----- Available data -----

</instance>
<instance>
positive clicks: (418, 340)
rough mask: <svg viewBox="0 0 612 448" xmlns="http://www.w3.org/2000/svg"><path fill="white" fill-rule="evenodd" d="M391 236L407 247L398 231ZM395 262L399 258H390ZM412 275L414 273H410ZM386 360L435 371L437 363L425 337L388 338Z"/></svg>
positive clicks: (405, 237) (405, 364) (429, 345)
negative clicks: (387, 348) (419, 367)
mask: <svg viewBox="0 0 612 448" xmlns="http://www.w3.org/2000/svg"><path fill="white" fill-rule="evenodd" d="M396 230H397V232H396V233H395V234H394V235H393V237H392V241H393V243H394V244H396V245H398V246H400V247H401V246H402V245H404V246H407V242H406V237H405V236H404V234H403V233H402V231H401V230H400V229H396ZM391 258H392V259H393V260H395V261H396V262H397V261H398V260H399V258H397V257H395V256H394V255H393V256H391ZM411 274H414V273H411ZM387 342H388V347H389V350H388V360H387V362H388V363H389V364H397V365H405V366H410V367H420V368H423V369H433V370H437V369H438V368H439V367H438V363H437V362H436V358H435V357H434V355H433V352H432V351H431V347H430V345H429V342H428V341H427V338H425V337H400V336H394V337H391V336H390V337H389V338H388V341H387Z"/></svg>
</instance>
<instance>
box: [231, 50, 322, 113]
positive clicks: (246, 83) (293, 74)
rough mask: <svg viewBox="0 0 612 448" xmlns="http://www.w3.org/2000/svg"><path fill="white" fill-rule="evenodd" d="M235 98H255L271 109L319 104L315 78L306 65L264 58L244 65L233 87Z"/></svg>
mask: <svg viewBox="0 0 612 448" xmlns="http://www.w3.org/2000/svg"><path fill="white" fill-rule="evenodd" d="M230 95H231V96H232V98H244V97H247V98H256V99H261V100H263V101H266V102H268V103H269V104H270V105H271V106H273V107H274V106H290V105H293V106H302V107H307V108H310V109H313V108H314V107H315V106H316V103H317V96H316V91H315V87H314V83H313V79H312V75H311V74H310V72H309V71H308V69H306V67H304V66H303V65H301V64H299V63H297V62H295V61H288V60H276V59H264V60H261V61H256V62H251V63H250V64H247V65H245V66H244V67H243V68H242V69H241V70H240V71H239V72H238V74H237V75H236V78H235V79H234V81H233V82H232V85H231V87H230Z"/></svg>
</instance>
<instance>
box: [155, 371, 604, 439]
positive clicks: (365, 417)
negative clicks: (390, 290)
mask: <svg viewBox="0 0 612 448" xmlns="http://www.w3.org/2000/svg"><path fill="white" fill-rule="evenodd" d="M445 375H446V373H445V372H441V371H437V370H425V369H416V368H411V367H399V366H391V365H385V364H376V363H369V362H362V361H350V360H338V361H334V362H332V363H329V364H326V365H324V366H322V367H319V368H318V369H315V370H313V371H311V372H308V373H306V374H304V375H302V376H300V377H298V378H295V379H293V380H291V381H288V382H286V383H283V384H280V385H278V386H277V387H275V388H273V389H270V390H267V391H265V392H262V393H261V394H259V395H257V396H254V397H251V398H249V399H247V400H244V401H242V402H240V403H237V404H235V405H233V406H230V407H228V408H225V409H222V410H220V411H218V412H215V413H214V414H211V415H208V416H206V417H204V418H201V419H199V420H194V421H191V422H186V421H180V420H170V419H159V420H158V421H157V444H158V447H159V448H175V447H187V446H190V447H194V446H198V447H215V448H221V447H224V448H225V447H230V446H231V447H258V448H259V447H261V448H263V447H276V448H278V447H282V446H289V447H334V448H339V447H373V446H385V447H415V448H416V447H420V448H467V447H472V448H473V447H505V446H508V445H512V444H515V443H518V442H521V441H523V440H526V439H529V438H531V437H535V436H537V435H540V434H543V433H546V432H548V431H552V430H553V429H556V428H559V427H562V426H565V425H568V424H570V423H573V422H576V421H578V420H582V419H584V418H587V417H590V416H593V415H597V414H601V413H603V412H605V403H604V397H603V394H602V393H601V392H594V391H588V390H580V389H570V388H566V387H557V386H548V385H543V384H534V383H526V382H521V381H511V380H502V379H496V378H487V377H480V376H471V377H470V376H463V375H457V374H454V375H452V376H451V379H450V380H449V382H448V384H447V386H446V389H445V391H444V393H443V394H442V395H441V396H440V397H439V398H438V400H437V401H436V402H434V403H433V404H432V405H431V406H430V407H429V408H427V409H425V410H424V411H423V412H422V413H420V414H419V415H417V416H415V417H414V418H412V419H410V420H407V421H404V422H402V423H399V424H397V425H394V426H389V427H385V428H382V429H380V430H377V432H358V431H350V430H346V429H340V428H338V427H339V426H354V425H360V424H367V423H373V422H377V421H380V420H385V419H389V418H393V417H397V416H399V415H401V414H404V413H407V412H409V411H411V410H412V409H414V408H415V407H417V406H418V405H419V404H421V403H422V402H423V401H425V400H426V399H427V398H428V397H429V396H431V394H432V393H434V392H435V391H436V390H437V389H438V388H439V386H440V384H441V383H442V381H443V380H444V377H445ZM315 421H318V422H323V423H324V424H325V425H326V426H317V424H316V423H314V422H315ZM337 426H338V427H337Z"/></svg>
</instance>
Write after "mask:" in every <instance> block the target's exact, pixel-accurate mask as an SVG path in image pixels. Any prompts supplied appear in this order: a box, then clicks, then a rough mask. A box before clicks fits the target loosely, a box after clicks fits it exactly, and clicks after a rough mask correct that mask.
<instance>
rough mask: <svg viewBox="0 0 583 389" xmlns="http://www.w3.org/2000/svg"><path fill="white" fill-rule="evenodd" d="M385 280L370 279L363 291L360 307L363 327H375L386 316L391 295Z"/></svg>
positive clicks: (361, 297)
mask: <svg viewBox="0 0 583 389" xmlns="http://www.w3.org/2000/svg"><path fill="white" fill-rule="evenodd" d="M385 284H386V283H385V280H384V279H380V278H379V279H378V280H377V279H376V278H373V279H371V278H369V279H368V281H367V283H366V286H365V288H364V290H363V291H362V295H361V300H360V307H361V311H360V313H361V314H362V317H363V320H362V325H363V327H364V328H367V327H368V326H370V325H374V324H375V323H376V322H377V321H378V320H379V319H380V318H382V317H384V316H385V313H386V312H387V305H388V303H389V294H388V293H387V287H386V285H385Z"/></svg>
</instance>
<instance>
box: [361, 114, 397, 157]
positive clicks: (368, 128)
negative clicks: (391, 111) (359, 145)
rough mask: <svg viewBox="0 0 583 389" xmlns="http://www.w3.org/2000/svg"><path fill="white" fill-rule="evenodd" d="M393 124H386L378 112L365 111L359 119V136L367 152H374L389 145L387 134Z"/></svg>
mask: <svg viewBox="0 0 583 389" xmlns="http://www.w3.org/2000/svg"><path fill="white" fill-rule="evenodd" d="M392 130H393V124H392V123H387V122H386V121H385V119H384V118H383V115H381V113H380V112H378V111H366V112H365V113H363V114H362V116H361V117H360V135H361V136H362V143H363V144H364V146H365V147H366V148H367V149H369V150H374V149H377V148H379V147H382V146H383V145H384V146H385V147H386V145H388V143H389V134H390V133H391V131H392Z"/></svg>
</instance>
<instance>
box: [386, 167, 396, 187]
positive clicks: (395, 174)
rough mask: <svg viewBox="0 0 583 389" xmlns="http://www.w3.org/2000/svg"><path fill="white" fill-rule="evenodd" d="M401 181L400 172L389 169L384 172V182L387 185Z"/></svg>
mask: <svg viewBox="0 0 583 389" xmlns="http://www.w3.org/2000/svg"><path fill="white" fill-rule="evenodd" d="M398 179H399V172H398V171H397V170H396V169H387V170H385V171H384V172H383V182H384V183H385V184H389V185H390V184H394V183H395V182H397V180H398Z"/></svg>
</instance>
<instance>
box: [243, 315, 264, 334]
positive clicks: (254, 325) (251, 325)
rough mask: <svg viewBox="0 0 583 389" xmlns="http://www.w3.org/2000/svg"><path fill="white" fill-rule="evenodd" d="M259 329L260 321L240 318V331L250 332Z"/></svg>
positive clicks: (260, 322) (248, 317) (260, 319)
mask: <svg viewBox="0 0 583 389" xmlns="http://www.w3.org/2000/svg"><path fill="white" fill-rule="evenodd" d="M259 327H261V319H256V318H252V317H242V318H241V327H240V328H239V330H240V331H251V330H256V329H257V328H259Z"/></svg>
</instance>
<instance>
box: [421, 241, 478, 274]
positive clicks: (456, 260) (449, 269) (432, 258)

-----
----- Available data -----

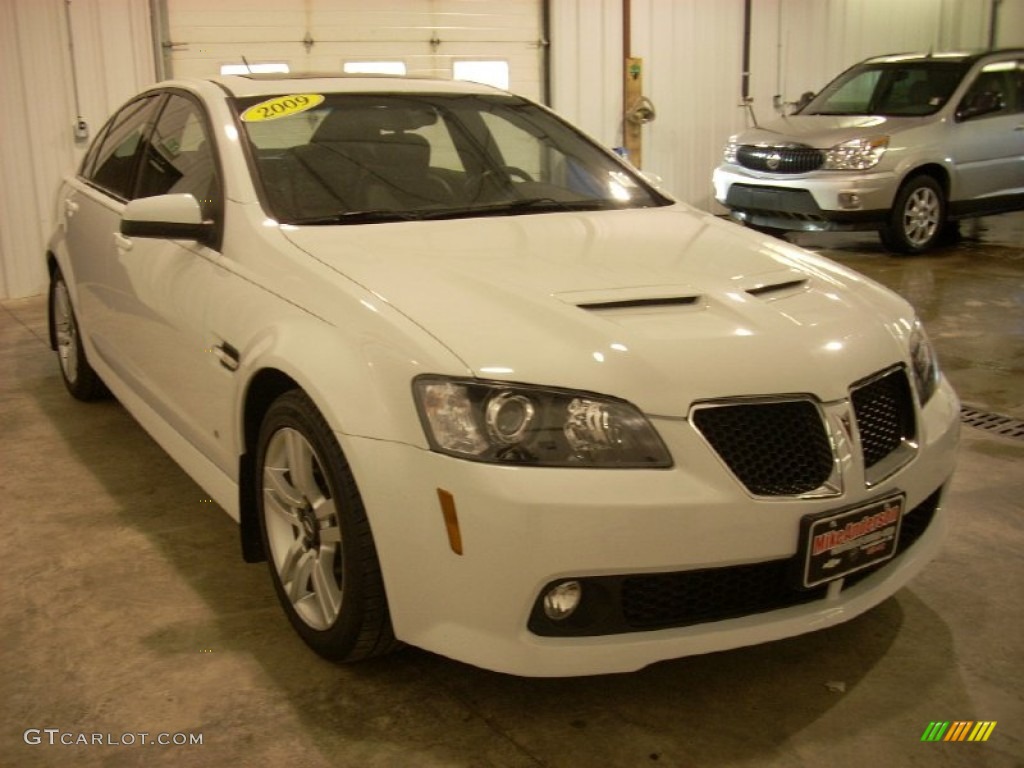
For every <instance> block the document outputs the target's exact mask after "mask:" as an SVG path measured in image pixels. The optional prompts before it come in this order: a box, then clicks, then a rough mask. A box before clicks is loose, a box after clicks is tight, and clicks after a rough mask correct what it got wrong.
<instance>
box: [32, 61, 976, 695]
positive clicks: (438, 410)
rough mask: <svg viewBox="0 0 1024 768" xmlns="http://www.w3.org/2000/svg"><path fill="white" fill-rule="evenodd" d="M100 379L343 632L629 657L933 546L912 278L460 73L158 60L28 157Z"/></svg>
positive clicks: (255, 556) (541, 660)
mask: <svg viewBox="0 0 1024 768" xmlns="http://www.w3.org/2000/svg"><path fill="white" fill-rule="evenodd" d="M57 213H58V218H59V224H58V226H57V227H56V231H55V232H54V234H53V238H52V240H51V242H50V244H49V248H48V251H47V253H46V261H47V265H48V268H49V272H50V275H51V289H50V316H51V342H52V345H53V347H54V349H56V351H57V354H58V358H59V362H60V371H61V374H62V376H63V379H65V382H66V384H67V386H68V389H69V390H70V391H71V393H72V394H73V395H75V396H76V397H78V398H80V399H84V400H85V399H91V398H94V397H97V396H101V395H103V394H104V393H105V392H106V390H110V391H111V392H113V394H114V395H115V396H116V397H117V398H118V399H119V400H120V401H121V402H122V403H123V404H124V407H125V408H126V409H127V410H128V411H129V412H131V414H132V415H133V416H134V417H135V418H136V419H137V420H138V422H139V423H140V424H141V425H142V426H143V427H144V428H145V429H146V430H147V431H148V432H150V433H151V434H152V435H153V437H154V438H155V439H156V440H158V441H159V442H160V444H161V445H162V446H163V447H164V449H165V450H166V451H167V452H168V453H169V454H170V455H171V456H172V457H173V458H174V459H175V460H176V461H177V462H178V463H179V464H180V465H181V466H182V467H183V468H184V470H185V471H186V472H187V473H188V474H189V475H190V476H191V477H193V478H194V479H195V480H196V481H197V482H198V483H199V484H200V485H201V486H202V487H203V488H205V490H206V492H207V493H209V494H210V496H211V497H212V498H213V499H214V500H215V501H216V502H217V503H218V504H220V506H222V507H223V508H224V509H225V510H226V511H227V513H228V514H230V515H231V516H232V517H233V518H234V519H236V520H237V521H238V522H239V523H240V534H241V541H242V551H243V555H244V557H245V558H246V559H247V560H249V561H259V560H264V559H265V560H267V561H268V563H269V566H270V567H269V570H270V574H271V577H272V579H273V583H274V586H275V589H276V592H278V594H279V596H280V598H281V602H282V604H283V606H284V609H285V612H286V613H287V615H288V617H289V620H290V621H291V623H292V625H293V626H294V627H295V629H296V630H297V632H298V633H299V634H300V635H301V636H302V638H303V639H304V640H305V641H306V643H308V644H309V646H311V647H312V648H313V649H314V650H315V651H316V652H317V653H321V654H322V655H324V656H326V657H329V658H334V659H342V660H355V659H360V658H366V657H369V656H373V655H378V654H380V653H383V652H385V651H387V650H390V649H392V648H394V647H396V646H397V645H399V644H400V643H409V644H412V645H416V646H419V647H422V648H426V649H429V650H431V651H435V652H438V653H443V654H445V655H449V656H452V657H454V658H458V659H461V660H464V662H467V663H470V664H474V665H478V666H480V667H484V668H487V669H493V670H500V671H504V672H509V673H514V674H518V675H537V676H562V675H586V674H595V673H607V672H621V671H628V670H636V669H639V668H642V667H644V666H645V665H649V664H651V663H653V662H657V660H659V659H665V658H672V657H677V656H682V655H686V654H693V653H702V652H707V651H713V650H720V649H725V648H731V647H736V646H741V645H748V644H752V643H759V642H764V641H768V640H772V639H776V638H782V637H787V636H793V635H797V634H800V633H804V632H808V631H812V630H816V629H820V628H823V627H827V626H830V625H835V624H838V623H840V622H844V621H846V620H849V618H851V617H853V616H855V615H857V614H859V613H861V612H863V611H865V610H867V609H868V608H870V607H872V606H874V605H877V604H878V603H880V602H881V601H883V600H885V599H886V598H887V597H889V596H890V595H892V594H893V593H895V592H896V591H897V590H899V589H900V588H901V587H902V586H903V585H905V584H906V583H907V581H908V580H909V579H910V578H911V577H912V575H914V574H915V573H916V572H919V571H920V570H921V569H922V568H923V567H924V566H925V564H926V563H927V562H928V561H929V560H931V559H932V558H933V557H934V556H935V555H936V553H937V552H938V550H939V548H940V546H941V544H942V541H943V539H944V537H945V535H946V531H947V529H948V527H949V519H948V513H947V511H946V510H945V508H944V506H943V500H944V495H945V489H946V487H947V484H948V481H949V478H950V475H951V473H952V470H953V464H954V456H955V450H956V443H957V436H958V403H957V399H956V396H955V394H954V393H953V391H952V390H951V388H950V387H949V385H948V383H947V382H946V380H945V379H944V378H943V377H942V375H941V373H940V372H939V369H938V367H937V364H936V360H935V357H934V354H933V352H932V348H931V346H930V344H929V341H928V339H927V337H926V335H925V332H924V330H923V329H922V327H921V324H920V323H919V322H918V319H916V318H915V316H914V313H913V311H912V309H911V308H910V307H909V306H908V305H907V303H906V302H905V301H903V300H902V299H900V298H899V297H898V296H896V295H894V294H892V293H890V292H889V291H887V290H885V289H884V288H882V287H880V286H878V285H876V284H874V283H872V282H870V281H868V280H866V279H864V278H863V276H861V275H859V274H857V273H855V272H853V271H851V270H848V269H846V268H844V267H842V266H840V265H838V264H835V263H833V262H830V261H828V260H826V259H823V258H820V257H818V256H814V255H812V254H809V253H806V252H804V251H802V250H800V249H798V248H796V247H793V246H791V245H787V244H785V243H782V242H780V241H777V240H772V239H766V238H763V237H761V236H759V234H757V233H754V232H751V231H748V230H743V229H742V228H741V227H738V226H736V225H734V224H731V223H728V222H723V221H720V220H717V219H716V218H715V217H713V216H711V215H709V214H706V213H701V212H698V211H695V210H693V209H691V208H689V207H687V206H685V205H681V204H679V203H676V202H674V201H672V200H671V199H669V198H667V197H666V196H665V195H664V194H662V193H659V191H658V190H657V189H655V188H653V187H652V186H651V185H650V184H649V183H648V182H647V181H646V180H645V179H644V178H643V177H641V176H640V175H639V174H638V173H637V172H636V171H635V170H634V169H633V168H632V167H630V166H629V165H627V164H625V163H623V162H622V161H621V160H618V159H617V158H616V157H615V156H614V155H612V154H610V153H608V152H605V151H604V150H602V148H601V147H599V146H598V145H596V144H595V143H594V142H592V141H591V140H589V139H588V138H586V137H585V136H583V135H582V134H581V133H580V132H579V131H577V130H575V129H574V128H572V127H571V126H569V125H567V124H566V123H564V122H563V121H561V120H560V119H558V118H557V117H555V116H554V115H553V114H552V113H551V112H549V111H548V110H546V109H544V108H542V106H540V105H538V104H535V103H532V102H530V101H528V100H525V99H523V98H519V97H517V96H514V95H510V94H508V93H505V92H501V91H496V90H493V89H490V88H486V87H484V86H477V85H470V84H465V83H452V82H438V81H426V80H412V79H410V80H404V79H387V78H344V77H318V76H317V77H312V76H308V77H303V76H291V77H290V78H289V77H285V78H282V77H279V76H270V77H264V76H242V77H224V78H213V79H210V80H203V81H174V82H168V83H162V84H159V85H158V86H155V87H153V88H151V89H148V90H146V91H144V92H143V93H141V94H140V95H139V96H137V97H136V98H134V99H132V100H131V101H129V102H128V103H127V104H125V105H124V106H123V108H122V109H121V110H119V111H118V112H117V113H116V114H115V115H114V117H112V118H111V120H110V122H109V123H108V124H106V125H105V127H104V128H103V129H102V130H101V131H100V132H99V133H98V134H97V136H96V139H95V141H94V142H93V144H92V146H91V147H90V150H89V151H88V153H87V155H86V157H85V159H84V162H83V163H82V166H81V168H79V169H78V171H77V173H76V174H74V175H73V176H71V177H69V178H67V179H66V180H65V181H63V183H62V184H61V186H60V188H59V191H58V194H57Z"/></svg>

-----

§ **Action item**:
From the entries above, copy every line containing the word "prompts".

§ **Task output**:
Write after "mask:" in every <instance> block the target's exact, pixel-accurate mask as an SVG path in image pixels. Any prompts supplied appear in this order: a box, then clicks, then a rough mask. A box before clicks fits the target loosely, a box after clicks fits it exactly, and clicks after a rough mask correct that mask.
For every <instance> block the document outputs the target's exact mask after "mask:" as an SVG path measured in image pixels. The optional prompts before it come in this order: a box, then clicks, then a rough mask. A box before clicks is loose, a box after clicks is tight, and clicks after a rough mask correct what it got wrong.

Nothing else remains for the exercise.